LISTED ENTRIES section start
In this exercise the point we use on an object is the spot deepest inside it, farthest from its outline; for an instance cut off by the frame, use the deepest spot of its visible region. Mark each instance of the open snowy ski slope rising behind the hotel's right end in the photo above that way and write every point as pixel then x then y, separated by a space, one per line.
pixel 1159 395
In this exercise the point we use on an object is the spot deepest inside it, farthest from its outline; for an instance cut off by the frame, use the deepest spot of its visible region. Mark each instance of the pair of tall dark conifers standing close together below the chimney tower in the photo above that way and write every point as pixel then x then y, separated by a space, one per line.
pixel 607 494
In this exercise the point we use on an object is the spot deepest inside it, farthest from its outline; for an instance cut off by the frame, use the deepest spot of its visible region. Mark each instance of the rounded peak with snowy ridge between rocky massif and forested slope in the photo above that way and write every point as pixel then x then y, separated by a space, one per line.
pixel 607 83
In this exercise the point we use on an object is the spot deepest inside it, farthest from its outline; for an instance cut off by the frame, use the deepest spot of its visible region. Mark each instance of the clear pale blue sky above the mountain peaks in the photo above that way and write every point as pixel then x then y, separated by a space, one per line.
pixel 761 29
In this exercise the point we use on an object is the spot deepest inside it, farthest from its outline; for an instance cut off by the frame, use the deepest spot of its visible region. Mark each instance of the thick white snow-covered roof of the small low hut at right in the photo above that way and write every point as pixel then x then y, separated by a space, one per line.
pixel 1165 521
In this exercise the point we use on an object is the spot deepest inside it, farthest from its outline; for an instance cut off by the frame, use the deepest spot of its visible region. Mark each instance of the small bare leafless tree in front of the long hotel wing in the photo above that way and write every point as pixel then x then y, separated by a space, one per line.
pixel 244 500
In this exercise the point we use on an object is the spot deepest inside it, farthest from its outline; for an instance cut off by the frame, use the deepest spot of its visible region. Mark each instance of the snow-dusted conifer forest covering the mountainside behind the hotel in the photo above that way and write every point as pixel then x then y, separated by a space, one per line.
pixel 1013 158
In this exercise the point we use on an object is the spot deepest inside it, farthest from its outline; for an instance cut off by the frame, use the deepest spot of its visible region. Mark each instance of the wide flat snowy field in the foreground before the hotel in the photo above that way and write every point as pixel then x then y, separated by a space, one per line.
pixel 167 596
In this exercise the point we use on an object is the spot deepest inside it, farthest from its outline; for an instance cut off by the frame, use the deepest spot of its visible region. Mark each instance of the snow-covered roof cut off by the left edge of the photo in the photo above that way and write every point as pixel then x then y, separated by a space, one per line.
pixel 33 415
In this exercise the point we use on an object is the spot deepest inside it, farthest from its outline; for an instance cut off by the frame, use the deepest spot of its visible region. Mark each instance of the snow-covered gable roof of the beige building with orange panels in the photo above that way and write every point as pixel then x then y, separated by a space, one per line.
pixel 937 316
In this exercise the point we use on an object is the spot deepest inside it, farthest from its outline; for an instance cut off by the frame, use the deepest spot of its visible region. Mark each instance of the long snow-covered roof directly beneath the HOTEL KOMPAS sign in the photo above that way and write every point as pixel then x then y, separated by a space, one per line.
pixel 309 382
LISTED ENTRIES section end
→ **EXERCISE PROMPT**
So that nothing is lost, restate all the material word for word.

→ **ANSWER TO THIS PROBLEM**
In this exercise the point we use on an object is the spot deepest inside it, farthest from its outline; for an instance cut off by the frame, use the deepest spot of its visible region. Mark each instance of the open snowy ski slope rising behind the hotel's right end in the photo above that way and write every point as pixel then x then y, separated by a space, one per line.
pixel 1159 395
In this exercise the point we use on an object is the spot deepest inside it, farthest from its outline; for an instance cut off by the frame, use the deepest spot of its visible region. Mark each instance of the pair of tall dark conifers standing close together below the chimney tower in the photo above that way and write every point as pixel then x then y, separated by a space, one per line.
pixel 607 494
In this exercise the point we use on an object is the spot deepest inside it, farthest from its outline; for an instance cut off by the frame, use the deepest spot of its visible region. Mark each instance of the rounded peak with snowy ridge between rocky massif and forested slope in the photo above that way and write every point as pixel then x then y, separated by a space, one per line.
pixel 607 83
In this exercise the point we use on an object is the spot deepest inside it, farthest from its outline; for an instance cut off by the frame, use the deepest spot of its visible region. Mark each instance of the clear pale blue sky above the mountain peaks in the photo above that way and write every point as pixel then x then y, separated by a space, one per line.
pixel 761 29
In this exercise the point we use on an object is the spot deepest inside it, farthest from its outline; for an instance cut off by the frame, use the deepest spot of its visible region. Mark each instance of the thick white snow-covered roof of the small low hut at right in the photo above that way and write every point as pixel then x then y, separated by a space, one per line.
pixel 1165 521
In this exercise the point we use on an object is the spot deepest inside it, farthest from its outline; for an instance cut off by the frame, use the deepest spot of its visible region. Mark each instance of the small bare leafless tree in front of the long hotel wing in the photo above that way and write every point as pixel then x then y, separated by a space, one per line.
pixel 244 500
In this exercise the point we use on an object is the spot deepest inside it, farthest from its outline; for an instance cut off by the frame, use the deepest spot of its visible region. Mark each instance of the snow-dusted conifer forest covering the mountainside behind the hotel in the photo above that way and write every point as pixel then x then y, separated by a space, one per line.
pixel 1013 158
In this exercise the point we use on an object is the spot deepest inside it, farthest from its outline; for an instance cut off by the frame, use the deepest spot of its visible region. Mark each instance of the wide flat snowy field in the foreground before the hotel in the photo above that way and write every point as pixel then x then y, separated by a space, one per line.
pixel 167 596
In this exercise the point we use on an object is the spot deepest inside it, farthest from its outline; for an instance cut off by the frame, use the deepest spot of its visible region. Mark each instance of the snow-covered roof cut off by the left edge of the photo in the photo above that way and write every point as pixel then x then y, separated by a space, one per line.
pixel 33 415
In this exercise the point we use on an object is the spot deepest inside it, farthest from its outline; for an instance cut off by the frame, use the deepest spot of its visible region. Mark each instance of the snow-covered gable roof of the beige building with orange panels in the photo above that way and write every point as pixel then x then y, separated by a space, one per line.
pixel 937 316
In this exercise the point we use on an object is the spot deepest inside it, farthest from its outline; for an instance cut off by the frame, use the deepest spot of its visible region. Mark each instance of the long snow-covered roof directly beneath the HOTEL KOMPAS sign in the photo above that way and write every point as pixel then x then y, separated by a space, one per line.
pixel 309 382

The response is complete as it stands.